● **Exercises**
A) According to the letters on SNC-Lavalin's guilty plea, what probation order does the company's construction division face?
B) Repeat word for word the part of the letters on SNC-Lavalin's guilty plea that begins at the words "Re SNC-Lavalin Pleads" and stops after "Kourany Kelowna, B.C.".

● **Given passage**
###
Re SNC-Lavalin Pleads Guilty To Fraud (Dec. 19): After nearly bringing down the Liberal government, and following the Quebec Superior Court ruling against former executive Sami Bebawi, SNC-Lavalin seems to finally realize that the gig is up. The only question remaining is how much of the $280-million fine will actually be collected? My guess: not much.
Cam Kourany Kelowna, B.C.
In the end, how will history tell the tale of Jody Wilson-Raybould?
The construction division of SNC-Lavalin will now pay a $280-million fine, plead guilty to one count of fraud and face a three-year probation order, while the company at large appears to have avoided debarment from federal contracts. Ms. Wilson-Raybould could have cut this deal more than a year ago with a deferred prosecution agreement, and all of the uncertainty for thousands of workers and the future of a century-old company could have been avoided. If SNC could not qualify for a DPA, then what company going forward will be able to get one?
###
● **Supplied data**
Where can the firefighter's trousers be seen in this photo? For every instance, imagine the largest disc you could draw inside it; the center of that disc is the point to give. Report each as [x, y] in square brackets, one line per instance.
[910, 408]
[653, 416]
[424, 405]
###
● **Answers**
A) A three-year probation order.

B)
Re SNC-Lavalin Pleads Guilty To Fraud (Dec. 19): After nearly bringing down the Liberal government, and following the Quebec Superior Court ruling against former executive Sami Bebawi, SNC-Lavalin seems to finally realize that the gig is up. The only question remaining is how much of the $280-million fine will actually be collected? My guess: not much.
Cam Kourany Kelowna, B.C.